═════ INFORMATION SUPPLIED

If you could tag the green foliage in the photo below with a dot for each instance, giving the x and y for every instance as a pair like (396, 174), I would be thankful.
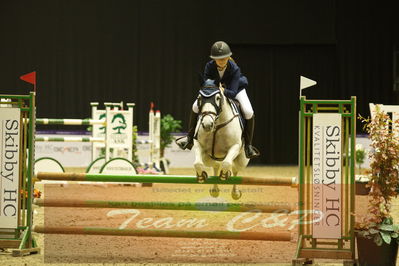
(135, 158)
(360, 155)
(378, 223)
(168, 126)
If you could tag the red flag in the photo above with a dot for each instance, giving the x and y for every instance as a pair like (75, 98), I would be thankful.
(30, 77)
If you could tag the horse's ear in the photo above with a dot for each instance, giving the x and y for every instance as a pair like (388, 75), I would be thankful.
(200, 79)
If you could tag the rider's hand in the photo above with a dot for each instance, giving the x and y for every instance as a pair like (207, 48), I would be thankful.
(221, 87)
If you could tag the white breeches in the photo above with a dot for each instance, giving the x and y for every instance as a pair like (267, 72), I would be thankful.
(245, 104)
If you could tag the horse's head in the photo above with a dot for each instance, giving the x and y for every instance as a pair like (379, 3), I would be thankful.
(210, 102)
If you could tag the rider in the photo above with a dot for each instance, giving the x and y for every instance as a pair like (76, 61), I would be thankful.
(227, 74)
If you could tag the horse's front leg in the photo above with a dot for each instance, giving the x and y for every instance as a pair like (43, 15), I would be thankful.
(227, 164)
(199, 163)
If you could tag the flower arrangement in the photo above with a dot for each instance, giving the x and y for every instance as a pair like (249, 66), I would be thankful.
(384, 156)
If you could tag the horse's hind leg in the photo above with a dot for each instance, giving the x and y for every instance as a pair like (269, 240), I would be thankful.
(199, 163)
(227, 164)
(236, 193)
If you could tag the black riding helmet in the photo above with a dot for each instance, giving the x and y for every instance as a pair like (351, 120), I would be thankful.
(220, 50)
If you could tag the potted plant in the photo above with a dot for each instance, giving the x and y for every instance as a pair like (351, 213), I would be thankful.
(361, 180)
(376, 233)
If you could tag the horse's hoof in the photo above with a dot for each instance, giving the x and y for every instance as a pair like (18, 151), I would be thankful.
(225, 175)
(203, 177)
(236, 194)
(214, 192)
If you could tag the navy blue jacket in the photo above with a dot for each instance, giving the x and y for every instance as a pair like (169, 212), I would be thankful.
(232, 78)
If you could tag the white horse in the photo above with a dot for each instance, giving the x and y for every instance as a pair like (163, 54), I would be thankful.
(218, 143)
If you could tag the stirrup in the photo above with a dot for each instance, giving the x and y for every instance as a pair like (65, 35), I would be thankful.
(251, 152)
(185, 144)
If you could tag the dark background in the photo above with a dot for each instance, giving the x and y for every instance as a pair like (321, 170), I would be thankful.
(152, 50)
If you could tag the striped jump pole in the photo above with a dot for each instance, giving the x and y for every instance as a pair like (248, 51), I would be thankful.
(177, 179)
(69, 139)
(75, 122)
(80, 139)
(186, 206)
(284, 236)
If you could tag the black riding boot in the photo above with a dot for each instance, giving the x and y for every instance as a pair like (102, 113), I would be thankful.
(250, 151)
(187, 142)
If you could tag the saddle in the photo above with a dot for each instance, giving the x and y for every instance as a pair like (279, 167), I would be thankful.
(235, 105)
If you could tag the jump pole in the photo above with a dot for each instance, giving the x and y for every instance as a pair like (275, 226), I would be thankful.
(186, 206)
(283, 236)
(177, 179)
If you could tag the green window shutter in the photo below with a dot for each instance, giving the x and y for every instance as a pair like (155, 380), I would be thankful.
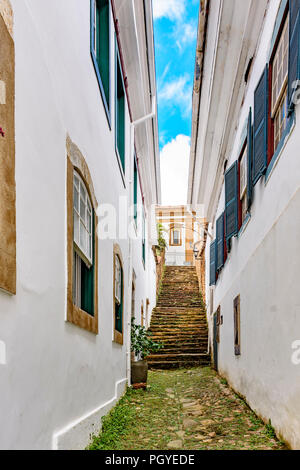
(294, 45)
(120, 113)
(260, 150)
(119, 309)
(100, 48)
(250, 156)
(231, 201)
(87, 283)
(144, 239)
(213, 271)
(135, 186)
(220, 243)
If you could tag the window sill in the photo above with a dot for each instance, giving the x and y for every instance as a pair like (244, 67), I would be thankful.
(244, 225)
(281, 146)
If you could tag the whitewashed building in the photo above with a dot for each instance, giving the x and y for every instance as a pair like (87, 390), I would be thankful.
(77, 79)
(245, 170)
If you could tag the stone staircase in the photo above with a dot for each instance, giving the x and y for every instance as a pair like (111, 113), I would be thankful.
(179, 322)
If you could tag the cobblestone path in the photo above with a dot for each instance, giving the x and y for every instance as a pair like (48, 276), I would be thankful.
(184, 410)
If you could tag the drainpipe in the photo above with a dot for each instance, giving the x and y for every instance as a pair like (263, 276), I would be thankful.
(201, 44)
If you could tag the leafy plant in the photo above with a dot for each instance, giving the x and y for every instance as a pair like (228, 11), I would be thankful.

══════════

**WHAT YOU SHOULD DO:** Give the lines exactly as they stand, from the line with "If you could tag the stone" through the end of the material.

**WRITTEN REPLY:**
If you could tag the stone staircase in the photo above with a dot for each instance, giving the x and y for every instance as a pair like (111, 113), I would be thankful.
(179, 322)
If you could tag the cobblestone path in the photo above with a dot for each instance, giving the x and y for every instance as a pair like (48, 276), I would be thankful.
(184, 410)
If you could tag the drainpipe in the photo above with a dot for each instance, giving the x and y for every instance as a pair like (263, 276), I would be thankful.
(201, 44)
If you could tag the leafy plant in the photo above with a dot for each instance, giving the x and y for every instance as a pair like (228, 11), I would be thankful.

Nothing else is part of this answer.